(Records from a collection)
--- START ---

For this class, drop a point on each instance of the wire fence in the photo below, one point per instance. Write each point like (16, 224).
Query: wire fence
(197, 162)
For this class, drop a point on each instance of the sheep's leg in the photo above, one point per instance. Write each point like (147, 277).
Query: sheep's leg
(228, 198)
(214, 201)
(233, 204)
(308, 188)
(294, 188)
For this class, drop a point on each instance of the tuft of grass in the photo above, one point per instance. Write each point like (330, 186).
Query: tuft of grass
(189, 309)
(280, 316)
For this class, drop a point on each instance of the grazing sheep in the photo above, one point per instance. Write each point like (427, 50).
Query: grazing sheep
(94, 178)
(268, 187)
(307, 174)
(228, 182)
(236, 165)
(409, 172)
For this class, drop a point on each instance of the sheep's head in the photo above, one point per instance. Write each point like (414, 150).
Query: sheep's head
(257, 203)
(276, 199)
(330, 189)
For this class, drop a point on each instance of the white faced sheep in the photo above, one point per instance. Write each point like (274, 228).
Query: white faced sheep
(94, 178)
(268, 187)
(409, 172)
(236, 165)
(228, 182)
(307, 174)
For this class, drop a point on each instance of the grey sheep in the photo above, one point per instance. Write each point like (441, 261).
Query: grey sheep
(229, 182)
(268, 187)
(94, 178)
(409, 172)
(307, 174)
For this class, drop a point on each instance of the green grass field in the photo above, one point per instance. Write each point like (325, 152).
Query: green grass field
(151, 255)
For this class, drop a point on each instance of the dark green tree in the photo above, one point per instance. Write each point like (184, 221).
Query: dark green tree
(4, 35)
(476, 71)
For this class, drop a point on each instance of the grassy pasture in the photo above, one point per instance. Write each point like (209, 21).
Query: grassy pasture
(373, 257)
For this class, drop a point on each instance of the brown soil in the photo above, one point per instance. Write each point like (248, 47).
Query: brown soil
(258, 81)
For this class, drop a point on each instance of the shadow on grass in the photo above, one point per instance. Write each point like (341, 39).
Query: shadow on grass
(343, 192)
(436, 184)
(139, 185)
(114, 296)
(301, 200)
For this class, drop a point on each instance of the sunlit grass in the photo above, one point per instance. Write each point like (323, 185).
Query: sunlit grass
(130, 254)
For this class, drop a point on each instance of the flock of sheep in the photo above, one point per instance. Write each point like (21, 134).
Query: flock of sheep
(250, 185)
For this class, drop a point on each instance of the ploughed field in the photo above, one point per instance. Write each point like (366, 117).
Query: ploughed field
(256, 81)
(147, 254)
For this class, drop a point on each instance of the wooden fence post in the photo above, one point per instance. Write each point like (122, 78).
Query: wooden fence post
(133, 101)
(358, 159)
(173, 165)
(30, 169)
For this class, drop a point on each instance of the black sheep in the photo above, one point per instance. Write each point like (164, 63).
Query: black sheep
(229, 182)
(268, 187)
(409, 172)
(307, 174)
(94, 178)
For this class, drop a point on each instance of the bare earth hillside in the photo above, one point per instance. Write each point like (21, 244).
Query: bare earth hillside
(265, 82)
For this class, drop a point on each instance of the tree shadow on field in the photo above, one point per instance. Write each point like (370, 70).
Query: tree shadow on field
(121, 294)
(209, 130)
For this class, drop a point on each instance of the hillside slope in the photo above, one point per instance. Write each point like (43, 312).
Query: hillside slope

--- END ---

» **Task instructions**: Set all the data down again, exactly as it reads above.

» **Task result**:
For this class, drop a point on each instance of the wire fence in the photo below, one point per instance. Write each point like (16, 224).
Query: wire fence
(197, 162)
For this class, drop a point on each instance of the sheep's leg in the photo above, one point per instance. Write each point like (147, 277).
Query: sheep's leg
(228, 198)
(214, 201)
(233, 204)
(308, 188)
(294, 188)
For this class, drop a point on each instance of the tuft of grass in the photo above, one point per instance. Write each point like (330, 186).
Query: tuft of grass
(189, 309)
(280, 316)
For this class, drop a point on each instance of the grazing sheep in the photo above, one point per instance. Write each point like (427, 50).
Query: grazing sheep
(94, 178)
(268, 187)
(307, 174)
(228, 182)
(236, 165)
(409, 172)
For this class, drop a point on each instance of the sheep's head in the photo above, one point per instance. Write each point like (414, 150).
Query: sheep's head
(257, 203)
(276, 199)
(330, 189)
For this class, drop a point on each instance of the white faced sheep in the photo above, one point per instance. Write each point like (274, 228).
Query: white faced sheep
(94, 178)
(268, 187)
(409, 172)
(236, 165)
(228, 182)
(307, 174)
For this class, drop a point on each instance of the grey sheep in the photo above, one point per instance. Write each point like (441, 261).
Query: grey sheep
(229, 182)
(268, 187)
(94, 178)
(409, 172)
(307, 174)
For this class, drop a point on each instance of the green grass field in the photo above, one point per instance. Write each point like (325, 152).
Query: green grass field
(151, 255)
For this class, drop a point on each instance of the dark green tree in the photo above, one point per instance. Write each point like (184, 221).
Query: dark green tree
(4, 35)
(476, 71)
For this class, drop a point on each instance of the grassy pasture in the photo above, one point per instance. Write each point like (209, 21).
Query: grassy pasture
(373, 257)
For this class, drop a point on each instance of the brown soil in the photo above, one point per instance. Write each point like (248, 47).
Query: brown soil
(258, 81)
For this class, drop a point on each instance of the shadow on grass in the photo above, one point per instance. Write each point like (341, 39).
Query: shadow on grass
(343, 192)
(436, 184)
(139, 185)
(114, 296)
(301, 200)
For this class, drop a point on each instance of the sunlit grass in the photo above, one point per instance. Write each point like (323, 185).
Query: sunlit grass
(130, 254)
For this class, drop a point on each instance of the flock of sheep in the photo above, one point per instance. Write each point like (21, 134).
Query: flock of sheep
(250, 185)
For this class, drop a point on each instance of the ploughed field in the photo above, one point per instance. Write each point like (366, 117).
Query: ploughed field
(256, 81)
(147, 254)
For this class, drop a point on each instance of the wooden fence post in the photo above, one point per instance. Write each point like (122, 78).
Query: wooden fence post
(133, 101)
(358, 159)
(173, 165)
(30, 169)
For this class, drop a point on each instance of the black sheep in the photo above, one point per instance. Write each point like (164, 63).
Query: black sheep
(229, 182)
(268, 187)
(409, 172)
(307, 174)
(94, 178)
For this class, drop a point on each instance of the bare earth hillside in the photo above, one point per instance. Write each point like (21, 244).
Query: bare earth hillside
(265, 82)
For this class, drop a point on each instance of the tree shadow on field in the photo above, one point per instance. Write each point like (370, 70).
Query: tree shadow on field
(121, 294)
(209, 130)
For this class, drop a point on each instance of the hillside slope in the photo above, one point per instance. Write each point like (43, 312).
Query: hillside slope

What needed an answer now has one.